_PROVIDED TEXT_
------------------------------------------------

Query specific record type

dig example.com A
dig example.com MX
dig example.com NS

Short answer only

dig example.com +short

Reverse DNS lookup

dig -x 8.8.8.8

Trace delegation path

dig example.com +trace

Query specific DNS server

dig @8.8.8.8 example.com

Common Record Types

Type Description
A IPv4 address
AAAA IPv6 address
MX Mail exchange servers
NS Nameservers
CNAME Canonical name (alias)
TXT Text records
SOA Start of authority
PTR Pointer (reverse DNS)
SRV Service records
CAA Certification authority authorization

Common Options

Option Description
+short Short output (answer only)
+noall +answer Only show answer section
@server Query specific DNS server
-x IP Reverse DNS lookup
+trace Trace delegation path
+dnssec Request DNSSEC records
-4 Force IPv4
-6 Force IPv6
-p PORT Use specific port

Examples

Basic Queries

# Get A record
dig example.com A

# Get all records
dig example.com ANY

# Short answer only
dig example.com +short

# Clean output (answer only)
dig example.com +noall +answer

Specific DNS Servers

# Query Google DNS
dig @8.8.8.8 example.com

# Query Cloudflare DNS
dig @1.1.1.1 example.com

# Query specific nameserver
dig @ns1.example.com example.com

Mail Records

# Get MX records
dig example.com MX

# Short format
dig example.com MX +short

# Get MX with priority
dig example.com MX +noall +answer

Nameserver Queries

# Get nameservers
dig example.com NS

# Get SOA record
dig example.com SOA

# Get nameservers from root
dig example.com NS @a.root-servers.net

Reverse DNS Lookup

# Reverse lookup
dig -x 8.8.8.8

# Short format
dig -x 8.8.8.8 +short

# Query specific server
dig -x 8.8.8.8 @1.1.1.1

DNS Tracing

# Trace delegation path
dig example.com +trace

# Trace with short output
dig example.com +trace +short

# Trace specific record type
dig example.com MX +trace

TXT Records

# Get TXT records (SPF, DKIM, etc.)

------------------------------------------------

_MATERIAL PROVIDED_
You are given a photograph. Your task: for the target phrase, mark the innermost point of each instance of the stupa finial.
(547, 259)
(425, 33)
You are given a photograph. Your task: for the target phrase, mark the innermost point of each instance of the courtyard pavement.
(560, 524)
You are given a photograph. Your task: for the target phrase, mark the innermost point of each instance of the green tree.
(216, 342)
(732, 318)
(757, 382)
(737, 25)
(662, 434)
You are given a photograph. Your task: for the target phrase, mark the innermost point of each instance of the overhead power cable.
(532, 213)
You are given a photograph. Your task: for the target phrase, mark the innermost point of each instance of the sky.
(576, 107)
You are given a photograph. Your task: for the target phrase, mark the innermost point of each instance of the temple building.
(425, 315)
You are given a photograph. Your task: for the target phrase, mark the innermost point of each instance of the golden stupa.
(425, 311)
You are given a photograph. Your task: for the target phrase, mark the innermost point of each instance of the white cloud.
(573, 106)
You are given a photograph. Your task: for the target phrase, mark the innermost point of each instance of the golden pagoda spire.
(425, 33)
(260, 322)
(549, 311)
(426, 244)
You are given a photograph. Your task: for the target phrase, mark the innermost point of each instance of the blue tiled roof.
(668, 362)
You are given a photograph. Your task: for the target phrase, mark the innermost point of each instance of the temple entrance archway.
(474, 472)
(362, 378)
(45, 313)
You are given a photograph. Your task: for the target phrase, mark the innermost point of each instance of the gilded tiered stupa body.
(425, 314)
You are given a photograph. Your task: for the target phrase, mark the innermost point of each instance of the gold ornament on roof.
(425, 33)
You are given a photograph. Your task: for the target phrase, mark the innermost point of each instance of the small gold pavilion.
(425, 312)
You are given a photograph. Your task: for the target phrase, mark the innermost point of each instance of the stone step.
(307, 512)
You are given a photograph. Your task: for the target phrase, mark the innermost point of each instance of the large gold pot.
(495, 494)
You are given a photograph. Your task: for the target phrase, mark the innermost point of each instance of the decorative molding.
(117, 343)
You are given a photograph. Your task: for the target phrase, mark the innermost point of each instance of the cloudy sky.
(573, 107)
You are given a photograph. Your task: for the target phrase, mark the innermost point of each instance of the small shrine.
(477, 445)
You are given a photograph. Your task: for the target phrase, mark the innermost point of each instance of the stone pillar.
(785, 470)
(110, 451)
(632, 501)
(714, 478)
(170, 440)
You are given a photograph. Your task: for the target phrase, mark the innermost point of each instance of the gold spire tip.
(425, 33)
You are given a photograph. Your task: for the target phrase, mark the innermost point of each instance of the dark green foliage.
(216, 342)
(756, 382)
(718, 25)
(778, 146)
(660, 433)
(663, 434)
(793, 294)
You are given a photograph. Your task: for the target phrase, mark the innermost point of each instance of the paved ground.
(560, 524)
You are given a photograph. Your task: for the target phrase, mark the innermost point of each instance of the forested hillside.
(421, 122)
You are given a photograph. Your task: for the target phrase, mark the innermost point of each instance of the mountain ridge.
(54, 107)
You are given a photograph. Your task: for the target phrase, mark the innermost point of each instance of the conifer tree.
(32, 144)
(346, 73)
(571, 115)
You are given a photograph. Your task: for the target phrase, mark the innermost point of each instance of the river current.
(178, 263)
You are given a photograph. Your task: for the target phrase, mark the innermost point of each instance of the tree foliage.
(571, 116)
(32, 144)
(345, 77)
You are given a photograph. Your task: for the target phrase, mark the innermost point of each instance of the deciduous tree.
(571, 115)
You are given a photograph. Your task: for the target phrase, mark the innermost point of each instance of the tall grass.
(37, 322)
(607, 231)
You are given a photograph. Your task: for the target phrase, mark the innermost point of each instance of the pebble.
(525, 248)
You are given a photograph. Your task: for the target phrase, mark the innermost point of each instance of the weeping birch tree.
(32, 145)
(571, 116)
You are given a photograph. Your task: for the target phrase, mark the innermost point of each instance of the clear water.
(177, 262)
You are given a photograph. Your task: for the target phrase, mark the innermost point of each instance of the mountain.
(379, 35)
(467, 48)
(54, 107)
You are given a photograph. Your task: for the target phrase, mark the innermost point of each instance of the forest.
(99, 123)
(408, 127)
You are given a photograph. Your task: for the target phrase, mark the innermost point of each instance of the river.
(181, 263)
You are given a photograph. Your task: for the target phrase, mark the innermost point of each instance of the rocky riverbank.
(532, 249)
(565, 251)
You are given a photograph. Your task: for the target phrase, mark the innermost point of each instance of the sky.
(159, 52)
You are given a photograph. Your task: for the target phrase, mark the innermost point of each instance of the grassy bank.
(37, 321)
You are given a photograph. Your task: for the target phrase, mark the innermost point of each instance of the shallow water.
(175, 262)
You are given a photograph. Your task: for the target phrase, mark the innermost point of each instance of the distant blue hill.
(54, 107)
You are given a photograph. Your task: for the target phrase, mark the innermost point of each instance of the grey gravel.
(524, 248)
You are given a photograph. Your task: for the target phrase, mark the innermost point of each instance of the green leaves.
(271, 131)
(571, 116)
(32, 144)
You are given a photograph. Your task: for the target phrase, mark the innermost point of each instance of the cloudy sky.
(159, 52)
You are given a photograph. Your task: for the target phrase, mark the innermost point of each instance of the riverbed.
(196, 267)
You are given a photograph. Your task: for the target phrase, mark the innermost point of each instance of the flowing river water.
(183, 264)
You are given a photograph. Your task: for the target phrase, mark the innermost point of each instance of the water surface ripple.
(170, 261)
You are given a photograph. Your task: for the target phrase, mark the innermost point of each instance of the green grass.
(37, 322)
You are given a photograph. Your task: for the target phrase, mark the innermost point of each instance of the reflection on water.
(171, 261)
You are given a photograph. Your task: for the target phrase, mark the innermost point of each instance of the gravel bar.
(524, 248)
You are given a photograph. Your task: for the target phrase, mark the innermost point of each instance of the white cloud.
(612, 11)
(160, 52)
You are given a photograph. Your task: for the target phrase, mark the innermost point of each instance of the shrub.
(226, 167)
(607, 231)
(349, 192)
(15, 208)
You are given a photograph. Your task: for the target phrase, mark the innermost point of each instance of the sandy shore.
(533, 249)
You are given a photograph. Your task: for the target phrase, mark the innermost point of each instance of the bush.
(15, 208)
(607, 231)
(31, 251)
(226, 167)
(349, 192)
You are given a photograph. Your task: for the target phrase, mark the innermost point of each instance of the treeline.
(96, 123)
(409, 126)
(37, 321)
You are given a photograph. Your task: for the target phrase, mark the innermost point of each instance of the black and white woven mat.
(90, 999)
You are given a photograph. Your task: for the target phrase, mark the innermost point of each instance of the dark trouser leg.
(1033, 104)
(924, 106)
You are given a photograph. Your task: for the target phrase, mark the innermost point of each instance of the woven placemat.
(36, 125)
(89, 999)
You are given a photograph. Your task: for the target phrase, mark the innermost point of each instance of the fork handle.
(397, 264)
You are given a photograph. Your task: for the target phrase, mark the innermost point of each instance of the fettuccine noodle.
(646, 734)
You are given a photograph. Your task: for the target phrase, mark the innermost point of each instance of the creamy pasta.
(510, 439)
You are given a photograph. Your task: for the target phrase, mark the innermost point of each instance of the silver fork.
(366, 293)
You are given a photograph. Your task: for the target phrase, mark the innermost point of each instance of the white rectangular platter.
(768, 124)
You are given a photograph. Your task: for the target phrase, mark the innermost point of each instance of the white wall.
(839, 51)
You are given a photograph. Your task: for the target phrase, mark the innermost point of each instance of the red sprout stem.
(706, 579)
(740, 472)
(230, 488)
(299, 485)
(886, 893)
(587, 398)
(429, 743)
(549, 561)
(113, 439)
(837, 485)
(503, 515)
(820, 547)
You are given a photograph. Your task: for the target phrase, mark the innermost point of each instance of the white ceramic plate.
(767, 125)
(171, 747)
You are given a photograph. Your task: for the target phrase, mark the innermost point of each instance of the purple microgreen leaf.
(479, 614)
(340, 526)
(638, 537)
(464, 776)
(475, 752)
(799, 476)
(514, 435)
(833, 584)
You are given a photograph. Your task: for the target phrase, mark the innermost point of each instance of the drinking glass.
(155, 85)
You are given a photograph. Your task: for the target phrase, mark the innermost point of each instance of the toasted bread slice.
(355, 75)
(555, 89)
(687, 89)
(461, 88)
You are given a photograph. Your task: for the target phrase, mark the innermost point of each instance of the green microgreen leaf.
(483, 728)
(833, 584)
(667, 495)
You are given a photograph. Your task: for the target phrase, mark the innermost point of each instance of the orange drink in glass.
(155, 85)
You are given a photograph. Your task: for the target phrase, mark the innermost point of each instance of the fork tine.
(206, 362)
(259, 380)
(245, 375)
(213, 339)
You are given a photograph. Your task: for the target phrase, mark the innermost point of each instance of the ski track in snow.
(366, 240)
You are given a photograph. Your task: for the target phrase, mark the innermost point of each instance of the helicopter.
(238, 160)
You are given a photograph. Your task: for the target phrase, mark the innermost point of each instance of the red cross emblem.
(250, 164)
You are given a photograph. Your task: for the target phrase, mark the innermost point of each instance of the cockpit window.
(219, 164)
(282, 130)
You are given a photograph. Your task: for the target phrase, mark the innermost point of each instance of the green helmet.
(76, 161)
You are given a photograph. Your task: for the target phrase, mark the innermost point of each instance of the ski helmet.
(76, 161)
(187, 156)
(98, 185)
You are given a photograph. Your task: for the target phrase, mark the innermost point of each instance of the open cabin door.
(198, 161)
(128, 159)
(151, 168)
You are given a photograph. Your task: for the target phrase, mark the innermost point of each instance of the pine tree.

------------------------------------------------

_REQUIRED ACTIONS_
(a) Answer these questions using the dig reference:
(i) Which record type is described as an IPv6 address?
(ii) Which option forces IPv4?
(iii) Which server address does the example for querying Cloudflare DNS use?
(b) Pick up the dig reference after its final line and continue it.
The data is not needed for this work.

_TASK-BY-TASK ANSWERS_
(a)
(i) AAAA
(ii) -4
(iii) 1.1.1.1

(b)
dig example.com TXT

# Get specific subdomain TXT
dig _dmarc.example.com TXT

# SPF records
dig example.com TXT | grep spf

DNSSEC Queries

# Request DNSSEC validation
dig example.com +dnssec

# Check DNSKEY records
dig example.com DNSKEY

# Check DS records
dig example.com DS

Advanced Queries

# Query with TCP instead of UDP
dig example.com +tcp

# Set custom timeout
dig example.com +time=5

# Set number of retries
dig example.com +tries=3

# Show query time statistics
dig example.com +stats

# Verbose output
dig example.com +qr

Zone Transfer (AXFR)

# Attempt zone transfer
dig @ns1.example.com example.com AXFR

# Zone transfer with specific nameserver
dig @dns.example.com example.com AXFR

# Note: Most nameservers block unauthorized zone transfers

# Zone transfer with text-fu to grab the domains as a list
dig @dns.example.com example.com axfr | grep -oE '(\w+\.)?\w+\.com' | sort -u

Batch Queries

# Query multiple domains
dig example.com google.com github.com

# Query from file
dig -f domains.txt

# Query multiple record types
dig example.com A MX NS

Output Format

; <<>> DiG 9.18.1 <<>> example.com
;; QUESTION SECTION:
;example.com.           IN  A

;; ANSWER SECTION:
example.com.        3600    IN  A   93.184.216.34

;; Query time: 20 msec
;; SERVER: 192.168.1.1#53(192.168.1.1)
;; WHEN: Mon Dec 23 10:30:00 UTC 2024
;; MSG SIZE  rcvd: 56

Understanding Output Sections

  • QUESTION: The query sent
  • ANSWER: The response from DNS
  • AUTHORITY: Authoritative nameservers
  • ADDITIONAL: Additional information (glue records, etc.)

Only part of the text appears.